> AUFGABE 1
Gib die Datenzeilen weiter unten Wort für Wort wieder, von der Zeile mit „Point to every instance of the dirt“ bis einschließlich der letzten Datenzeile.

Glossar Schweizer Rechtssprache

Die wichtigsten Rechtsbegriffe aus dem Schweizer Recht verständlich erklärt

A

Acte de défaut de biens

Aktiengesellschaft (AG)

OR Art. 620 ff.

Kapitalgesellschaft mit in Aktien zerlegtem Grundkapital (mind. CHF 100'000). Die Aktionäre haften nur bis zur Höhe ihrer Einlage. Die AG ist die häufigste Rechtsform für grössere Unternehmen in der Schweiz.

Appellationsinstanz

ZPO Art. 308 ff.

Die nächsthöhere Gerichtsinstanz, an die ein Urteil weitergezogen werden kann. Im Kanton ist dies typischerweise das Obergericht oder Kantonsgericht.

Siehe auch: Berufung, Rechtsmittel

B

Berufung

ZPO Art. 308-327 | Frist berechnen

Ordentliches Rechtsmittel gegen erstinstanzliche Endentscheide. Die Berufungsfrist beträgt 30 Tage ab Zustellung des begründeten Entscheids. Die Berufung ermöglicht eine vollständige Überprüfung in Tat- und Rechtsfragen.

Beispiel: Nach einem Urteil des Bezirksgerichts kann innert 30 Tagen Berufung ans Obergericht erhoben werden.

Beschwerde

ZPO Art. 319-334

Rechtsmittel gegen prozessleitende Verfügungen und bestimmte Endentscheide. Die Beschwerdefrist beträgt in der Regel 10 Tage.

> Datenzeilen
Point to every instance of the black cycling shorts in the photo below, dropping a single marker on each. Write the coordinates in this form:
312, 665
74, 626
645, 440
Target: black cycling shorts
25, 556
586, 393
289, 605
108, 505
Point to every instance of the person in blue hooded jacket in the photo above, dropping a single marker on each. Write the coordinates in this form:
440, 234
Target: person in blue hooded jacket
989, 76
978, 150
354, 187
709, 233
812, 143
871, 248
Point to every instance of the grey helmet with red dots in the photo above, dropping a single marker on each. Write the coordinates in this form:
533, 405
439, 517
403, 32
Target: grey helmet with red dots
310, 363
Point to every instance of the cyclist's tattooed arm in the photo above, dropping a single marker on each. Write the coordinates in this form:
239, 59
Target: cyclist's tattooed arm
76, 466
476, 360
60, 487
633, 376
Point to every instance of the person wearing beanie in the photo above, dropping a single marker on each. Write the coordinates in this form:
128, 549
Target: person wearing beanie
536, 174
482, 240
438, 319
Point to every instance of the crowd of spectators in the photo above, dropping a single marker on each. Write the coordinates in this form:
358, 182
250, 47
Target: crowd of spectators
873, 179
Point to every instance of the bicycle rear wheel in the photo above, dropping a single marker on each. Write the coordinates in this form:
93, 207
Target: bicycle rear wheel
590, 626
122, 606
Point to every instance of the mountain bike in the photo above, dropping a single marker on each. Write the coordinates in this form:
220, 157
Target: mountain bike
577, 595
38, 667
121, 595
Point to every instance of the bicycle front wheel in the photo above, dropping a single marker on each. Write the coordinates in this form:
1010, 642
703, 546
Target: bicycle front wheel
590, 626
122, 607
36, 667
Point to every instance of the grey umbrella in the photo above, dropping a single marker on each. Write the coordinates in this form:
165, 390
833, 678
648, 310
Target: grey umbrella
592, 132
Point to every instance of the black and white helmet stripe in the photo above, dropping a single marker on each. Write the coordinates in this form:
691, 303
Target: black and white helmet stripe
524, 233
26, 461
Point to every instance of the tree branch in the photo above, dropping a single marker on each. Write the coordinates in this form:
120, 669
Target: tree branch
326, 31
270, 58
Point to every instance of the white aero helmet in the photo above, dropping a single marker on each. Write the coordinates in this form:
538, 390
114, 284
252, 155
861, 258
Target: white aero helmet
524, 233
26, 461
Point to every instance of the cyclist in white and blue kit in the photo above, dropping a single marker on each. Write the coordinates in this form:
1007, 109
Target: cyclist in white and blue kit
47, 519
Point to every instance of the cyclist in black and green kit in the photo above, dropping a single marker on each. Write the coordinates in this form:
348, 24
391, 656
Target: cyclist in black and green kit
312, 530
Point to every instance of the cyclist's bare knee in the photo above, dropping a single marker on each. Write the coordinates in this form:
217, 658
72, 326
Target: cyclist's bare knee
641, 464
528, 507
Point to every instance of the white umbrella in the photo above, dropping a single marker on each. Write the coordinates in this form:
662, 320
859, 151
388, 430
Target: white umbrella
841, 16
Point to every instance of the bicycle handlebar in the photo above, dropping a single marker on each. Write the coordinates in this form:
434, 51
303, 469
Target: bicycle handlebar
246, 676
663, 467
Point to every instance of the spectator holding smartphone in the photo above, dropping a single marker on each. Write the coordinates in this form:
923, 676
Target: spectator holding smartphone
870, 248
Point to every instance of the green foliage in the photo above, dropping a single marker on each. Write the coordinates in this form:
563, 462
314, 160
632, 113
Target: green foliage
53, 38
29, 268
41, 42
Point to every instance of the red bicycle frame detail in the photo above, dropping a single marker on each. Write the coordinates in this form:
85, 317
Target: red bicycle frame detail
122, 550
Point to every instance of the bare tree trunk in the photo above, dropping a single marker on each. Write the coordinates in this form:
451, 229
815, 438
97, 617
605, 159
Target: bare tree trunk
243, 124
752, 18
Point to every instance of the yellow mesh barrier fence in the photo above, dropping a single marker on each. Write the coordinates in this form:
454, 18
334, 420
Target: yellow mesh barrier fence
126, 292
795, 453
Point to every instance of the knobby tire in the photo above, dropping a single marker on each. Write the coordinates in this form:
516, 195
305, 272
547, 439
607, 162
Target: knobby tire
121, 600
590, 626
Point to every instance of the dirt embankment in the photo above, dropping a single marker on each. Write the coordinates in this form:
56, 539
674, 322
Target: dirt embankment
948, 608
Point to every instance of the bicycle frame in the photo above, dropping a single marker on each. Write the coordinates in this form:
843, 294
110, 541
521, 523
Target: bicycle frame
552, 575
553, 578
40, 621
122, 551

> AUFGABE 2
Schreib aus dem Glossar den Abschnitt unverändert ab, der mit „Siehe auch: Berufung, Rechtsmittel“ beginnt und bis einschließlich „Tat- und Rechtsfragen.“ reicht.

> LÖSUNG 1
Point to every instance of the dirt embankment in the photo above, dropping a single marker on each. Write the coordinates in this form:
56, 539
674, 322
Target: dirt embankment
948, 608
Point to every instance of the bicycle frame in the photo above, dropping a single marker on each. Write the coordinates in this form:
843, 294
110, 541
521, 523
Target: bicycle frame
552, 575
553, 578
40, 621
122, 551

> LÖSUNG 2
Siehe auch: Berufung, Rechtsmittel

B

Berufung

ZPO Art. 308-327 | Frist berechnen

Ordentliches Rechtsmittel gegen erstinstanzliche Endentscheide. Die Berufungsfrist beträgt 30 Tage ab Zustellung des begründeten Entscheids. Die Berufung ermöglicht eine vollständige Überprüfung in Tat- und Rechtsfragen.